*STATED GOAL A*: In the forum thread on proving that a sequence diverges, what method of proof does the poster attempt?

* start SELECTED EXCERPT *

Proving the divergence of a sequence

[morson]

Given a sequence u(n) = (fn + g)/(hn + i) where f, g, h, and i are all real numbers and n belongs to the set of all natural numbers.

How do we prove that, if h = 0, that the sequence diverges?

My attempt: Give a proof by contradiction. If we assume the sequence converges to L if h = 0, then for any e > 0, there exists an N such that n > N, for which:

| (fn + g)/i - L | < e

(fn + g)/i - L < e, thus (fn + g)/i < e + L

This is where I get stuck. I think it's a matter of choosing the appropriate e to bring about a contradiction?

 

[Deleted member 4993]

Given a sequence u(n) = (fn + g)/(hn + i) where f, g, h, and i are all real numbers and n belongs to the set of all natural numbers.

How do we prove that, if h = 0, that the sequence diverges?

My attempt: Give a proof by contradiction. If we assume the sequence converges to L if h = 0, then for any e > 0, there exists an N such that n > N, for which:

| (fn + g)/i - L | < e

(fn + g)/i - L < e, thus (fn + g)/i < e + L

This is where I get stuck. I think it's a matter of choosing the appropriate e to bring about a contradiction?

* end SELECTED EXCERPT *

*STATED GOAL B*: Please reproduce the rows verbatim, beginning at the line that contains "Study the photograph above. For every instance of the silver" and continuing through the final row, with both ends included.

* start SUPPLIED RECORDS *

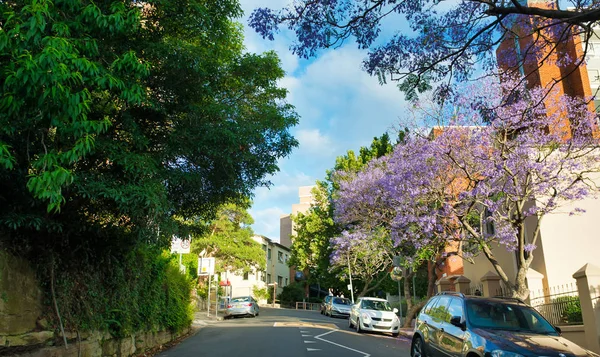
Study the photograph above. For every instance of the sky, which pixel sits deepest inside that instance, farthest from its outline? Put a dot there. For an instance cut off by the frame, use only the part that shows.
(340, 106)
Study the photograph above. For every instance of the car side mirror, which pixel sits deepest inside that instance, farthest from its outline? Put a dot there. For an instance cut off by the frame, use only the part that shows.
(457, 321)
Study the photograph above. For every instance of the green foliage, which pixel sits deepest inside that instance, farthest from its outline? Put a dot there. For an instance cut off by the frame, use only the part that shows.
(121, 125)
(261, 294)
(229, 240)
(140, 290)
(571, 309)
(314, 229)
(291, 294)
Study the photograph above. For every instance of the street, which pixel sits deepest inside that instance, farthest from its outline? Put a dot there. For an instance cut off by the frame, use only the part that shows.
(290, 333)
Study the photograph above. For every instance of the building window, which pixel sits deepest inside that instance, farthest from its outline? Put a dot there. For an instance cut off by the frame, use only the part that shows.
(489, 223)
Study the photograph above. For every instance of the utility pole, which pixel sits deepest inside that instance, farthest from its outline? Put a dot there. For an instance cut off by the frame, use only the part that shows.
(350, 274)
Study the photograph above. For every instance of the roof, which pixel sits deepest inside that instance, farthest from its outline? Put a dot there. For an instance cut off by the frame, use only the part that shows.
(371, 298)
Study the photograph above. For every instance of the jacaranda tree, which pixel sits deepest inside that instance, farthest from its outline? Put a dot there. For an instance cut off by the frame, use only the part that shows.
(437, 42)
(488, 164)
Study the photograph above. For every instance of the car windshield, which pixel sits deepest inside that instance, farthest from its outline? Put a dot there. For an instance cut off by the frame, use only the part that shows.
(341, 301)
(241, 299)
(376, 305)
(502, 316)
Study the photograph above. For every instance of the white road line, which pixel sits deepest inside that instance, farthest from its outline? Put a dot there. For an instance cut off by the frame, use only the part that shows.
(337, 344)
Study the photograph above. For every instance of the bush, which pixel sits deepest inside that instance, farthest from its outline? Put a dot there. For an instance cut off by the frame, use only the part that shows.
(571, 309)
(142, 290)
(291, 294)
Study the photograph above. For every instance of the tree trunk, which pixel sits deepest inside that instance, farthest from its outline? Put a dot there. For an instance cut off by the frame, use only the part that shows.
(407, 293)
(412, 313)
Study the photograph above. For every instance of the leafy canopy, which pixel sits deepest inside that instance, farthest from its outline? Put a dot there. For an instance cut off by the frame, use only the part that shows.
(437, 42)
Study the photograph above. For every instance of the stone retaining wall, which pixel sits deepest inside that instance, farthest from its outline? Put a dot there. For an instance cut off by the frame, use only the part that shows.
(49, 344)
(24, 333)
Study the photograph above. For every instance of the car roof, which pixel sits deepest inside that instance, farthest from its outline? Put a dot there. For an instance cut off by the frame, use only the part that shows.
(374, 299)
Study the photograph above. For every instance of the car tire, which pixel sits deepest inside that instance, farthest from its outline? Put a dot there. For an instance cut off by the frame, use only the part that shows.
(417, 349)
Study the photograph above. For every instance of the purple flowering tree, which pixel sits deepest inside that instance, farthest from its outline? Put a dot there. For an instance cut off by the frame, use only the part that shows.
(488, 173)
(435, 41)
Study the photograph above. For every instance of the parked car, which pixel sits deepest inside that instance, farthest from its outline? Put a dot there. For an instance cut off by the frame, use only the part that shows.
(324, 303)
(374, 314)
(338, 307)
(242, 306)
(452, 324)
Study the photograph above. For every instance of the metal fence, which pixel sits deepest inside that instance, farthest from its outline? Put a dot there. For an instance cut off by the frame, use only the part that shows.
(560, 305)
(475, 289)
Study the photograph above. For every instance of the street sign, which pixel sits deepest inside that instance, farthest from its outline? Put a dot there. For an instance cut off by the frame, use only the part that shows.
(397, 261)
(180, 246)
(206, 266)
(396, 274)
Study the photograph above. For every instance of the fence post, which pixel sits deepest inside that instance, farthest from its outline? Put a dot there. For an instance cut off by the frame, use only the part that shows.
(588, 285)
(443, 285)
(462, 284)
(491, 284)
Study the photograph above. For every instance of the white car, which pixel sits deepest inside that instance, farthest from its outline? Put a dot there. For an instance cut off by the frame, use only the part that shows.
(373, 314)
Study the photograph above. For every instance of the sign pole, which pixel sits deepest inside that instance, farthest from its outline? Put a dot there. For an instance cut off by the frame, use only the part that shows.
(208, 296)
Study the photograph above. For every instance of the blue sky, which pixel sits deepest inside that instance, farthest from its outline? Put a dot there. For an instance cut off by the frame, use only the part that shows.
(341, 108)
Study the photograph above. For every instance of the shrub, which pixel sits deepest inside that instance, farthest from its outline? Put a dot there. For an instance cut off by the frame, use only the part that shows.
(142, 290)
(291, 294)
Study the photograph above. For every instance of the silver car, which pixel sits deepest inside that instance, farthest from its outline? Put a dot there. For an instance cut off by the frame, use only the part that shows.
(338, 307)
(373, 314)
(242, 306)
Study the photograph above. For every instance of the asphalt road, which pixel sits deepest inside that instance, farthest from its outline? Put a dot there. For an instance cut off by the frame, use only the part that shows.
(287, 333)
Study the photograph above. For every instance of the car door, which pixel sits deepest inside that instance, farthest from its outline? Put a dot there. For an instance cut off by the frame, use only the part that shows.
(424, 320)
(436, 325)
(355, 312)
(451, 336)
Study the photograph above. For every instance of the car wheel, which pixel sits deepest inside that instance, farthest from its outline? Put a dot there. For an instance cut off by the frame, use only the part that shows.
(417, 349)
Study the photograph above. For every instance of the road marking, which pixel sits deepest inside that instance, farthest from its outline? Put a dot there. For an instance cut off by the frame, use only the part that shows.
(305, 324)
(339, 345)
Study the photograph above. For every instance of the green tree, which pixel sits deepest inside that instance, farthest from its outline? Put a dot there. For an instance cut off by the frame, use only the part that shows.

* end SUPPLIED RECORDS *

*EXPECTED OUTPUT A*: A proof by contradiction.

*EXPECTED OUTPUT B*:
Study the photograph above. For every instance of the silver car, which pixel sits deepest inside that instance, farthest from its outline? Put a dot there. For an instance cut off by the frame, use only the part that shows.
(338, 307)
(373, 314)
(242, 306)
Study the photograph above. For every instance of the asphalt road, which pixel sits deepest inside that instance, farthest from its outline? Put a dot there. For an instance cut off by the frame, use only the part that shows.
(287, 333)
Study the photograph above. For every instance of the car door, which pixel sits deepest inside that instance, farthest from its outline? Put a dot there. For an instance cut off by the frame, use only the part that shows.
(424, 320)
(436, 325)
(355, 312)
(451, 336)
Study the photograph above. For every instance of the car wheel, which pixel sits deepest inside that instance, farthest from its outline? Put a dot there. For an instance cut off by the frame, use only the part that shows.
(417, 349)
Study the photograph above. For every instance of the road marking, which pixel sits deepest inside that instance, farthest from its outline? Put a dot there. For an instance cut off by the frame, use only the part that shows.
(305, 324)
(339, 345)
Study the photograph above. For every instance of the green tree, which pixel sits deepest inside that instance, farthest from its outline? Put a dot there. For an instance cut off by the frame, use only the part that shows.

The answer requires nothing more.